----- Extracted entries -----
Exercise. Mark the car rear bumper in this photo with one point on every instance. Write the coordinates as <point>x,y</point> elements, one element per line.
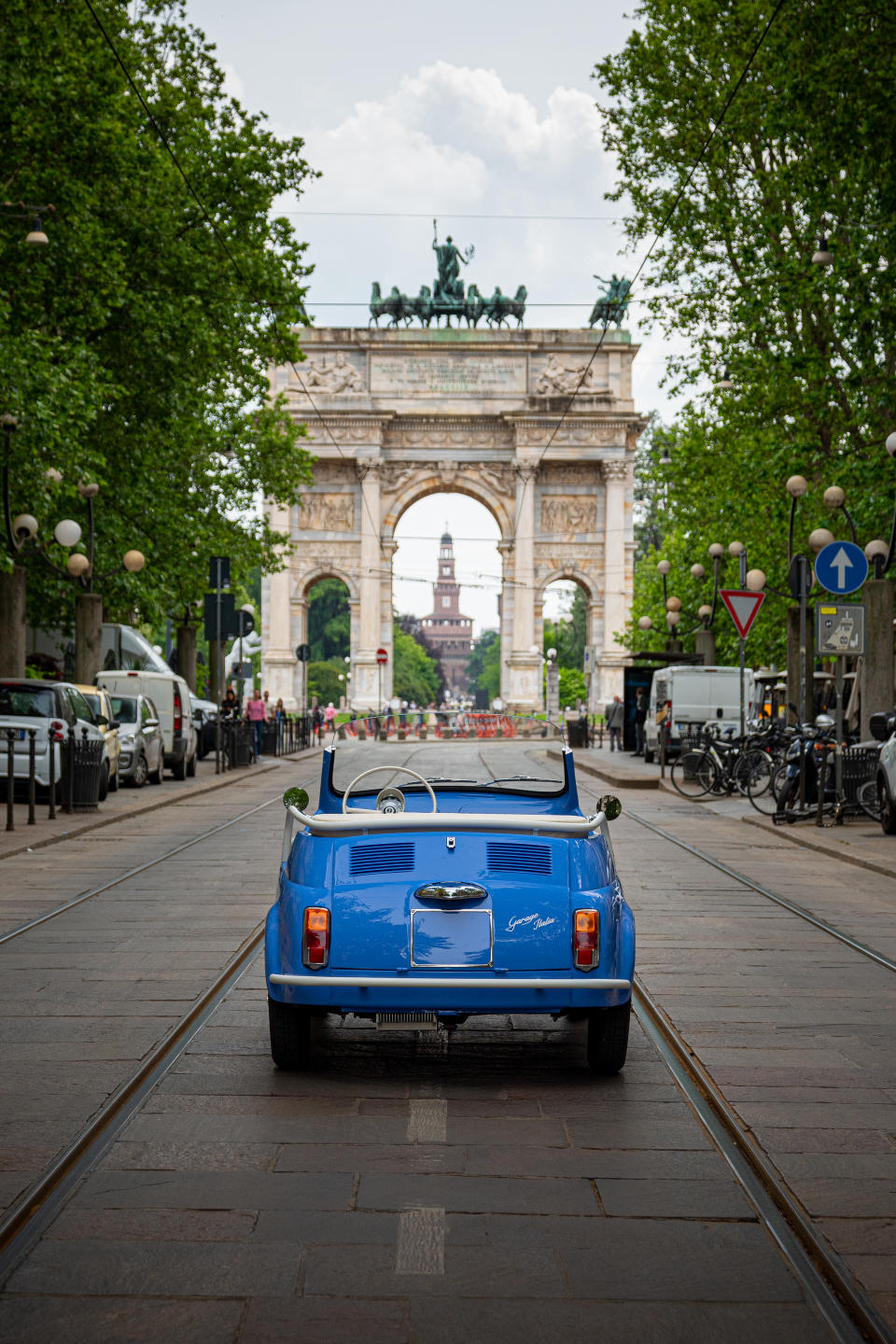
<point>446,993</point>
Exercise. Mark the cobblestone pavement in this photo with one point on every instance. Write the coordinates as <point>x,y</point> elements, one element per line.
<point>480,1185</point>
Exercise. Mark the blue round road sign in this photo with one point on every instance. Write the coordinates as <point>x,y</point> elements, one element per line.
<point>841,567</point>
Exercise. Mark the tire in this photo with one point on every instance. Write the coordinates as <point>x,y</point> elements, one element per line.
<point>887,809</point>
<point>752,772</point>
<point>789,797</point>
<point>609,1038</point>
<point>290,1034</point>
<point>767,799</point>
<point>694,775</point>
<point>868,799</point>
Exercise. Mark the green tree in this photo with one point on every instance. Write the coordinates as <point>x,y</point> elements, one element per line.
<point>812,350</point>
<point>414,674</point>
<point>329,620</point>
<point>323,680</point>
<point>483,665</point>
<point>134,348</point>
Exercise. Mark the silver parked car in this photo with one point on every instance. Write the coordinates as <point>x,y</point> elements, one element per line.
<point>49,708</point>
<point>143,745</point>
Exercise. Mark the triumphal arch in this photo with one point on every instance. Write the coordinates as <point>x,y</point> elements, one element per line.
<point>395,414</point>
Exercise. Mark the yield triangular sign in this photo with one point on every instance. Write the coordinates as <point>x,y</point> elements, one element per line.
<point>743,607</point>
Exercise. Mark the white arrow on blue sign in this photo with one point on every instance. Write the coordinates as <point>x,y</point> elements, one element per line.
<point>841,567</point>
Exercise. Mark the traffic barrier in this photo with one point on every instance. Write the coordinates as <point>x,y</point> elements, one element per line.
<point>81,767</point>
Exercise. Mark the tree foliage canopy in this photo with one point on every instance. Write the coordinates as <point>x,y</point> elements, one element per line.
<point>805,148</point>
<point>134,348</point>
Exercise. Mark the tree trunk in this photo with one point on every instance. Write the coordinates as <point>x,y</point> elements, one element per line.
<point>12,623</point>
<point>88,637</point>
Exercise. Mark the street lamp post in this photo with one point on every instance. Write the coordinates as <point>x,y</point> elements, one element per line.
<point>21,543</point>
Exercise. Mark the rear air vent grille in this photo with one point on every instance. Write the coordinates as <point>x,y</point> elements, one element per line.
<point>382,858</point>
<point>519,858</point>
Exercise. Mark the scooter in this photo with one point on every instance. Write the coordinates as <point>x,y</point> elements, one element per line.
<point>806,753</point>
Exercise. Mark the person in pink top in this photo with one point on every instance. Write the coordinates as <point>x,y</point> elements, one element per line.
<point>257,715</point>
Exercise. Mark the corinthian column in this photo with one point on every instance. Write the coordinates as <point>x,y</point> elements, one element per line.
<point>523,683</point>
<point>364,672</point>
<point>617,598</point>
<point>278,657</point>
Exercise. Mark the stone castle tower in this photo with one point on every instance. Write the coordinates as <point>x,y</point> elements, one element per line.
<point>448,631</point>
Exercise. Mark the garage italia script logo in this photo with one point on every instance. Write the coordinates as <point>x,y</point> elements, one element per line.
<point>532,921</point>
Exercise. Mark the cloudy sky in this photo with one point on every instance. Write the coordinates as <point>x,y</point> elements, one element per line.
<point>481,116</point>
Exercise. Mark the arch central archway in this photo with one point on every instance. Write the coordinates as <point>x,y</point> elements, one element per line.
<point>476,413</point>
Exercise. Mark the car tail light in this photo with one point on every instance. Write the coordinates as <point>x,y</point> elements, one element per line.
<point>586,938</point>
<point>315,935</point>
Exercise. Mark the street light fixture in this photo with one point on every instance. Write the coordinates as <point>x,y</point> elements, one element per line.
<point>822,256</point>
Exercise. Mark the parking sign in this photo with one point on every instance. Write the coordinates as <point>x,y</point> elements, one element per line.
<point>840,631</point>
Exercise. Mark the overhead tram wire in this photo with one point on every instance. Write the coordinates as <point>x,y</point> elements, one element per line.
<point>656,240</point>
<point>222,242</point>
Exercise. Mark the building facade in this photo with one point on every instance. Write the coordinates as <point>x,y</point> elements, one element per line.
<point>540,427</point>
<point>446,629</point>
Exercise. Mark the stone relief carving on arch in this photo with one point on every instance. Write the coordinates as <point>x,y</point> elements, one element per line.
<point>327,512</point>
<point>567,515</point>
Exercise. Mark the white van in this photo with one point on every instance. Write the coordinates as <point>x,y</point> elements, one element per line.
<point>699,696</point>
<point>171,696</point>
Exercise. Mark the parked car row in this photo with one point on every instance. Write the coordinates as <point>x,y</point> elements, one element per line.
<point>144,721</point>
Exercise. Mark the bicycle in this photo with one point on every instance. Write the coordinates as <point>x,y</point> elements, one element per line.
<point>719,767</point>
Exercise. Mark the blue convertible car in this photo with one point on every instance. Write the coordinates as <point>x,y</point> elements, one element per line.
<point>449,870</point>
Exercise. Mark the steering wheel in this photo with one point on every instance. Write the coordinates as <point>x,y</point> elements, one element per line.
<point>379,767</point>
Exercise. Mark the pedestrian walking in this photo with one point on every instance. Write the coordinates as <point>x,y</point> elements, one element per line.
<point>614,723</point>
<point>639,718</point>
<point>257,715</point>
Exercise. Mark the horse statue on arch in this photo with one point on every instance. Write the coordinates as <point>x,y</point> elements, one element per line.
<point>613,304</point>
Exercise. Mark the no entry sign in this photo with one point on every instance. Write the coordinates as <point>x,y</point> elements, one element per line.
<point>743,607</point>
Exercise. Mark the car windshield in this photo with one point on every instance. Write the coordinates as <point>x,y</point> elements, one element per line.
<point>124,707</point>
<point>27,702</point>
<point>450,748</point>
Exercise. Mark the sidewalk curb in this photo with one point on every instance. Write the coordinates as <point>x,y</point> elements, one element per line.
<point>618,781</point>
<point>150,806</point>
<point>806,842</point>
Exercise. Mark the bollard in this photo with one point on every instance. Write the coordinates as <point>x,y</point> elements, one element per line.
<point>11,735</point>
<point>69,785</point>
<point>51,745</point>
<point>33,734</point>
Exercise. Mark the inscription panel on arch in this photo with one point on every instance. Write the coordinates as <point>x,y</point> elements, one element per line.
<point>448,375</point>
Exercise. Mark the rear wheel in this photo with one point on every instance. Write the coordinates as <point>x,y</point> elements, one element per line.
<point>609,1038</point>
<point>694,775</point>
<point>290,1034</point>
<point>887,809</point>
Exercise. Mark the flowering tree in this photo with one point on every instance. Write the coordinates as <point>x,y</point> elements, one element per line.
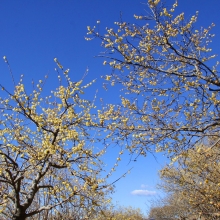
<point>170,80</point>
<point>196,180</point>
<point>48,156</point>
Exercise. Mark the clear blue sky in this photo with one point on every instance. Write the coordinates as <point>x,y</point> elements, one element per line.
<point>33,32</point>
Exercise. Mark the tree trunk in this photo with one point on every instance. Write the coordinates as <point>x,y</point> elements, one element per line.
<point>20,214</point>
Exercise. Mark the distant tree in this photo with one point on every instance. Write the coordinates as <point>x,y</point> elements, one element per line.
<point>120,213</point>
<point>172,206</point>
<point>48,157</point>
<point>195,178</point>
<point>169,77</point>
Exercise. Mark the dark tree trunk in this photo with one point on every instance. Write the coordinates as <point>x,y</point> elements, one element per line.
<point>20,214</point>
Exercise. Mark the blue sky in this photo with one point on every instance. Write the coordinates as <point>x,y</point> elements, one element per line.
<point>34,32</point>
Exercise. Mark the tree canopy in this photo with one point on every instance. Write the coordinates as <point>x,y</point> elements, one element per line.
<point>169,76</point>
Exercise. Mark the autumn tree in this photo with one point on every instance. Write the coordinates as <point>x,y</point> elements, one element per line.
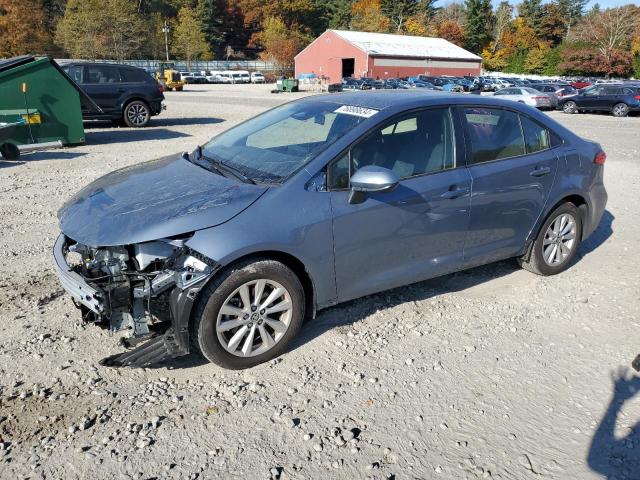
<point>367,16</point>
<point>281,43</point>
<point>452,31</point>
<point>23,28</point>
<point>102,29</point>
<point>188,42</point>
<point>610,33</point>
<point>478,24</point>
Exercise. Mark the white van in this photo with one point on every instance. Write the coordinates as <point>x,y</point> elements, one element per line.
<point>257,77</point>
<point>224,77</point>
<point>213,76</point>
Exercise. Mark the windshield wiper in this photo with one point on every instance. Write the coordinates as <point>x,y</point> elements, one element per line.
<point>222,168</point>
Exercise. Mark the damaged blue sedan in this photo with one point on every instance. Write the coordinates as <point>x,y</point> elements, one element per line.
<point>225,250</point>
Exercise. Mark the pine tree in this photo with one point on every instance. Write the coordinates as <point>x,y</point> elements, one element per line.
<point>398,11</point>
<point>478,24</point>
<point>533,12</point>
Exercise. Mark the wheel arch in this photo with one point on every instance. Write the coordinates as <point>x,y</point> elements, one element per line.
<point>576,199</point>
<point>292,262</point>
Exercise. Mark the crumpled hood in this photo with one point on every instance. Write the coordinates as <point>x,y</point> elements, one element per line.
<point>153,200</point>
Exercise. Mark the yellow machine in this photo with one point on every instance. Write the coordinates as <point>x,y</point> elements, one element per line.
<point>169,77</point>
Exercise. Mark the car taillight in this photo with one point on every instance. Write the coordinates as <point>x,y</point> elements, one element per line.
<point>600,158</point>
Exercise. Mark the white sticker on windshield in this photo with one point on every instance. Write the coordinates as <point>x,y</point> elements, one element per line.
<point>356,111</point>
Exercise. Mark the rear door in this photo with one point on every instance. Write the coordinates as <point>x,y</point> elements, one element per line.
<point>512,168</point>
<point>102,83</point>
<point>416,231</point>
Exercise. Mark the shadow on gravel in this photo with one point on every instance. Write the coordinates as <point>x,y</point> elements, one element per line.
<point>599,236</point>
<point>611,456</point>
<point>122,135</point>
<point>176,122</point>
<point>39,156</point>
<point>350,312</point>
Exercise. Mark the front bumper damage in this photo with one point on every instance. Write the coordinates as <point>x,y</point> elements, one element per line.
<point>146,288</point>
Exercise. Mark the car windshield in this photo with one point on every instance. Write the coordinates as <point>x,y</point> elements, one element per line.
<point>271,147</point>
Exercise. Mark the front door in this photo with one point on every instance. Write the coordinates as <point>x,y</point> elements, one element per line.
<point>512,168</point>
<point>414,232</point>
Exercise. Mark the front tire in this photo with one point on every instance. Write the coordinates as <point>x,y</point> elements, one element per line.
<point>136,114</point>
<point>620,110</point>
<point>249,314</point>
<point>557,242</point>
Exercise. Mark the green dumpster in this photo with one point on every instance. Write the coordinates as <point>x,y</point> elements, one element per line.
<point>39,93</point>
<point>287,85</point>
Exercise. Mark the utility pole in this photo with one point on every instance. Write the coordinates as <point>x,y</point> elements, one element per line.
<point>166,31</point>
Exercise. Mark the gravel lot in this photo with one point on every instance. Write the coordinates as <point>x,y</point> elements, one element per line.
<point>488,373</point>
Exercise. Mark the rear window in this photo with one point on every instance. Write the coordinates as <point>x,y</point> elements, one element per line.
<point>493,134</point>
<point>133,75</point>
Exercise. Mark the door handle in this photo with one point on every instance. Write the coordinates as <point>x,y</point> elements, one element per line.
<point>540,171</point>
<point>455,192</point>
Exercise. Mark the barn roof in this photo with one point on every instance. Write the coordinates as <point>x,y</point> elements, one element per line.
<point>388,45</point>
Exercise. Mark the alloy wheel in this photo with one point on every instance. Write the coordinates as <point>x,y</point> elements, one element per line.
<point>559,239</point>
<point>137,114</point>
<point>620,110</point>
<point>254,318</point>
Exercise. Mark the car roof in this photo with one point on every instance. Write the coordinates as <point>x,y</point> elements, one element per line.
<point>405,99</point>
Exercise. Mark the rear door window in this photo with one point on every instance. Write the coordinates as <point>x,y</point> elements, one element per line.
<point>133,75</point>
<point>75,72</point>
<point>102,74</point>
<point>536,137</point>
<point>494,134</point>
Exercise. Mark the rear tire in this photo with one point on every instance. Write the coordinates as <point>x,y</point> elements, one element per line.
<point>570,107</point>
<point>136,114</point>
<point>247,335</point>
<point>620,110</point>
<point>557,242</point>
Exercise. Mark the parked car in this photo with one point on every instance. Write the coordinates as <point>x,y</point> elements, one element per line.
<point>527,95</point>
<point>395,187</point>
<point>620,100</point>
<point>555,91</point>
<point>198,78</point>
<point>124,93</point>
<point>187,77</point>
<point>257,77</point>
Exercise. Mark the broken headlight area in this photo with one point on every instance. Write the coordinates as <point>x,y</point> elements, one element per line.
<point>141,285</point>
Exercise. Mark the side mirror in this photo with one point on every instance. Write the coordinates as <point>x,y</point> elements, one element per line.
<point>371,179</point>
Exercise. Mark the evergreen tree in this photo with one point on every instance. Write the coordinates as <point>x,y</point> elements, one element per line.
<point>572,11</point>
<point>189,43</point>
<point>398,11</point>
<point>478,24</point>
<point>533,12</point>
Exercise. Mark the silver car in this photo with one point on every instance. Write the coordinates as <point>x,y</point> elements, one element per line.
<point>528,96</point>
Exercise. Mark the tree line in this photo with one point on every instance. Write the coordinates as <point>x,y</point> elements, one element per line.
<point>558,37</point>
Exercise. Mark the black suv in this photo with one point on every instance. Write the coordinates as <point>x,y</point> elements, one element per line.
<point>617,99</point>
<point>124,93</point>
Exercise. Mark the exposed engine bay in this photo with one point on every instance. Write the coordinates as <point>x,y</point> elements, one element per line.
<point>137,286</point>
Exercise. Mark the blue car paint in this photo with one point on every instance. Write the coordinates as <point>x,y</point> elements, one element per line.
<point>348,250</point>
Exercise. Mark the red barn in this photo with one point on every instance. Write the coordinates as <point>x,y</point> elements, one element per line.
<point>338,53</point>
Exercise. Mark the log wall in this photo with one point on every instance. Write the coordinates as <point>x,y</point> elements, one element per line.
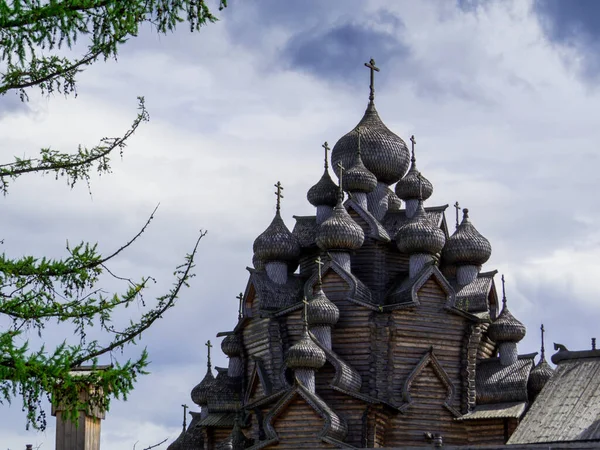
<point>298,427</point>
<point>412,333</point>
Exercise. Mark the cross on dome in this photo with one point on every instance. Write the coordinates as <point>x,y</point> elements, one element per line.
<point>327,149</point>
<point>240,297</point>
<point>371,65</point>
<point>278,194</point>
<point>457,207</point>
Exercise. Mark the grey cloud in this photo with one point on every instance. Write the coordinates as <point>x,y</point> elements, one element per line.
<point>338,53</point>
<point>574,24</point>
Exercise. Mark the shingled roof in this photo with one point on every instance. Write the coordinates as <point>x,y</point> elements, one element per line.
<point>568,408</point>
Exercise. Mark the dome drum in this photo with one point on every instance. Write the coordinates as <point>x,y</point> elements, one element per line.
<point>378,201</point>
<point>231,345</point>
<point>420,235</point>
<point>323,213</point>
<point>324,193</point>
<point>416,262</point>
<point>538,377</point>
<point>277,271</point>
<point>467,274</point>
<point>508,353</point>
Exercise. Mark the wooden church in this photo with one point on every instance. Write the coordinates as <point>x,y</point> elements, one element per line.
<point>371,324</point>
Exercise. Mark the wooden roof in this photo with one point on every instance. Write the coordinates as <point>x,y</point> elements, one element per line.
<point>568,408</point>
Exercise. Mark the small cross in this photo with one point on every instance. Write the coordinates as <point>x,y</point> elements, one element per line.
<point>209,345</point>
<point>241,299</point>
<point>341,169</point>
<point>278,194</point>
<point>326,147</point>
<point>371,65</point>
<point>503,292</point>
<point>457,206</point>
<point>542,352</point>
<point>185,408</point>
<point>319,265</point>
<point>305,311</point>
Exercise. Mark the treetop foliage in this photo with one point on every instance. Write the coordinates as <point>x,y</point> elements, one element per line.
<point>35,37</point>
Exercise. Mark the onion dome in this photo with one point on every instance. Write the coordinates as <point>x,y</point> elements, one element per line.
<point>277,243</point>
<point>414,185</point>
<point>383,152</point>
<point>466,245</point>
<point>394,202</point>
<point>539,376</point>
<point>324,193</point>
<point>305,354</point>
<point>321,310</point>
<point>541,373</point>
<point>358,178</point>
<point>340,231</point>
<point>232,345</point>
<point>200,392</point>
<point>506,328</point>
<point>420,235</point>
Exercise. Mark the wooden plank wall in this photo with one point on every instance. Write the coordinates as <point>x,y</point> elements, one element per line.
<point>351,336</point>
<point>298,427</point>
<point>413,332</point>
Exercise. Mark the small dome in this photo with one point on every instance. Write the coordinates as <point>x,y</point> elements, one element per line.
<point>466,245</point>
<point>232,345</point>
<point>276,243</point>
<point>340,231</point>
<point>383,153</point>
<point>408,187</point>
<point>324,193</point>
<point>358,178</point>
<point>305,354</point>
<point>506,328</point>
<point>200,392</point>
<point>394,202</point>
<point>258,263</point>
<point>420,235</point>
<point>539,376</point>
<point>322,311</point>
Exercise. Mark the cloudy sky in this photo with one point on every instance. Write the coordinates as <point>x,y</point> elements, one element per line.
<point>502,97</point>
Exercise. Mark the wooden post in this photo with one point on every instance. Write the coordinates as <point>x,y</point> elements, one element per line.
<point>85,433</point>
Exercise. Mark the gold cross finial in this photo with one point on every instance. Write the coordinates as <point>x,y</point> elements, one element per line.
<point>185,407</point>
<point>371,65</point>
<point>326,147</point>
<point>319,265</point>
<point>503,293</point>
<point>305,312</point>
<point>457,207</point>
<point>542,350</point>
<point>341,169</point>
<point>279,194</point>
<point>240,297</point>
<point>209,345</point>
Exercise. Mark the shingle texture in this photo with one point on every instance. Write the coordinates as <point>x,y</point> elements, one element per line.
<point>501,384</point>
<point>568,408</point>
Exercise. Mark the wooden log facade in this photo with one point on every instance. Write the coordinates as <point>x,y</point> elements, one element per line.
<point>413,356</point>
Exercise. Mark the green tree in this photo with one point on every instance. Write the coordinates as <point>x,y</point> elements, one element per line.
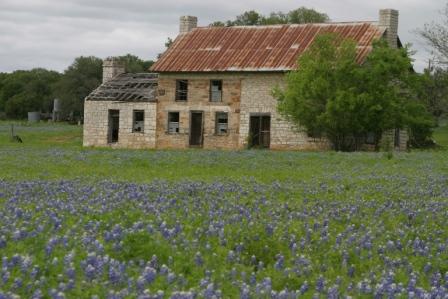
<point>331,94</point>
<point>305,15</point>
<point>79,79</point>
<point>433,89</point>
<point>298,16</point>
<point>25,91</point>
<point>436,35</point>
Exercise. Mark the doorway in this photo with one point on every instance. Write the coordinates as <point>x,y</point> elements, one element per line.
<point>196,131</point>
<point>260,131</point>
<point>114,126</point>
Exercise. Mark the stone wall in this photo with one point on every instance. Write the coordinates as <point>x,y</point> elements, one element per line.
<point>198,100</point>
<point>243,95</point>
<point>96,124</point>
<point>256,97</point>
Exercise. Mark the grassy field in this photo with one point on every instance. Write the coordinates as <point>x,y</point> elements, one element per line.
<point>78,222</point>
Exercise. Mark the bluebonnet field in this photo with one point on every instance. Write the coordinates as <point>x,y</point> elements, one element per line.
<point>85,223</point>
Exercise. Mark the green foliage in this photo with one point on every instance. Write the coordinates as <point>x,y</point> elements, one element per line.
<point>332,94</point>
<point>433,91</point>
<point>168,43</point>
<point>301,15</point>
<point>134,64</point>
<point>25,91</point>
<point>435,34</point>
<point>83,76</point>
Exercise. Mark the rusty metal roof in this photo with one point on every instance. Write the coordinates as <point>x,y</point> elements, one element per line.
<point>256,48</point>
<point>127,87</point>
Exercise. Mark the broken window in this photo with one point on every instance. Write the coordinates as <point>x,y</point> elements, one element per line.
<point>181,90</point>
<point>173,122</point>
<point>138,121</point>
<point>222,123</point>
<point>215,90</point>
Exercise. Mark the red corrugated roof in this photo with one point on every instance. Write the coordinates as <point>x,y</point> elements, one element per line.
<point>255,48</point>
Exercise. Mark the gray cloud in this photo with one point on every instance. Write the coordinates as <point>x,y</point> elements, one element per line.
<point>51,33</point>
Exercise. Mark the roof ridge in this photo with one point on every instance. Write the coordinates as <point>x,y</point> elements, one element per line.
<point>289,25</point>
-----
Reproduce, line for line, everything from the start of the rows down to the line containing "<point>446,993</point>", including that line, and omit the pictures.

Exercise. Mark the car rear bumper in this photo with one point on every instance. Write the coordinates as <point>x,y</point> elements, one element per line.
<point>446,993</point>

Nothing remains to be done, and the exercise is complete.